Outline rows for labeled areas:
%%
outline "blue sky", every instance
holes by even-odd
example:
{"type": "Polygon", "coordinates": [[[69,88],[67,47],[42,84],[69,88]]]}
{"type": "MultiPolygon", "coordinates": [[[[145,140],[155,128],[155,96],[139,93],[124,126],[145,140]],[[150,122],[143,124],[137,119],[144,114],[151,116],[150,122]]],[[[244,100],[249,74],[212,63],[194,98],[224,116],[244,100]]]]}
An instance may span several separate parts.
%%
Given request =>
Find every line in the rows above that contains the string "coordinates" and copy each of those lines. Match case exactly.

Correct result =>
{"type": "Polygon", "coordinates": [[[69,88],[67,47],[42,84],[69,88]]]}
{"type": "MultiPolygon", "coordinates": [[[[145,140],[155,128],[155,96],[139,93],[124,126],[145,140]],[[150,122],[143,124],[137,119],[144,114],[151,116],[150,122]]],[[[244,100],[249,74],[212,63],[194,98],[224,116],[244,100]]]]}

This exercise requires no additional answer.